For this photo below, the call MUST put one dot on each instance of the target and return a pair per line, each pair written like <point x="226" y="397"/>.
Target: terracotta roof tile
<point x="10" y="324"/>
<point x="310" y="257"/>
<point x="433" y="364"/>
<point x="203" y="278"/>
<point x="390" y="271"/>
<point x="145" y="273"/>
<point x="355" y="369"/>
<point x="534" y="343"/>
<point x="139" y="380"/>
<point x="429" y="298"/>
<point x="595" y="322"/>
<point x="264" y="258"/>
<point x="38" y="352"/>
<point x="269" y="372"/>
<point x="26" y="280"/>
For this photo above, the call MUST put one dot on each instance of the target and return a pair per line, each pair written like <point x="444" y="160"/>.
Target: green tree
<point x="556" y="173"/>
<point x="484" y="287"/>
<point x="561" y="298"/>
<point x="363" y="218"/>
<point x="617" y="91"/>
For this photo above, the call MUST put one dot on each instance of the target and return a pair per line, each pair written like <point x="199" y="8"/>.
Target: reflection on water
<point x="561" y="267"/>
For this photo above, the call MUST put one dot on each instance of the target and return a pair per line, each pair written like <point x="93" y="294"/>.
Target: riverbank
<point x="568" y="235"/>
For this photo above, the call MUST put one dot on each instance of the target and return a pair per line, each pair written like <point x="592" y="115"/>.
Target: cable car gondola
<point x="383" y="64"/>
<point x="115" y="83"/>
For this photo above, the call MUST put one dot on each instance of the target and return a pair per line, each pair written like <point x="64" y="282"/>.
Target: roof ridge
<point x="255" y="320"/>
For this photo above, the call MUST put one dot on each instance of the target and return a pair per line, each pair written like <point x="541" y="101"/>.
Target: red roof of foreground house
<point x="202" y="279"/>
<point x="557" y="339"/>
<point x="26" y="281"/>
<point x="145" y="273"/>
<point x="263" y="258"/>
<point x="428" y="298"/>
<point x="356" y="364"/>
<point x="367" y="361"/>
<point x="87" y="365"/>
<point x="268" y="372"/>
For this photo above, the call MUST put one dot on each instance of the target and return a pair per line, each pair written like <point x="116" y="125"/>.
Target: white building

================

_Your goal_. Every entry must be set down exactly, with nothing left out.

_Written solution_.
For this photo below, the call MUST put one dot on each instance of the target and return a pair per line, each pair written like <point x="226" y="397"/>.
Target: terracotta roof tile
<point x="10" y="324"/>
<point x="310" y="257"/>
<point x="433" y="364"/>
<point x="203" y="278"/>
<point x="390" y="271"/>
<point x="145" y="273"/>
<point x="355" y="369"/>
<point x="534" y="343"/>
<point x="139" y="380"/>
<point x="429" y="298"/>
<point x="595" y="322"/>
<point x="264" y="258"/>
<point x="38" y="352"/>
<point x="269" y="372"/>
<point x="26" y="280"/>
For this photo above, the call MUST put one dot on each instance of the target and return a pair per line, each pair written like <point x="444" y="160"/>.
Target: green tree
<point x="556" y="173"/>
<point x="484" y="287"/>
<point x="561" y="298"/>
<point x="363" y="218"/>
<point x="617" y="91"/>
For this photo above, the call MUST put one dot on each instance of the target and return a pair per line, each pair written like <point x="199" y="8"/>.
Target: reflection on water
<point x="561" y="267"/>
For this photo above, the call MUST put one dot on each instance of the target and return a pair per line, each pair written like <point x="93" y="294"/>.
Target: riverbank
<point x="568" y="235"/>
For this photo above, the call MUST put one dot on each instance of the target and return a pair per line, each pair written like <point x="592" y="115"/>.
Target: cable car gondola
<point x="383" y="64"/>
<point x="115" y="83"/>
For this photo above, the call MUST put one dot on each instance of the target and return a pair per line, each pair written like <point x="64" y="282"/>.
Target: roof ridge
<point x="255" y="320"/>
For this photo above, the call MUST put one dot on each instance of the target and return a pair per line, each pair written like <point x="541" y="101"/>.
Target: red roof of foreground house
<point x="202" y="279"/>
<point x="557" y="339"/>
<point x="26" y="281"/>
<point x="145" y="273"/>
<point x="263" y="258"/>
<point x="428" y="298"/>
<point x="356" y="364"/>
<point x="367" y="361"/>
<point x="87" y="365"/>
<point x="268" y="372"/>
For this photo above, the call MUST put one dot on each instance of the target and return a pair per line, each pair written like <point x="116" y="125"/>.
Target: white building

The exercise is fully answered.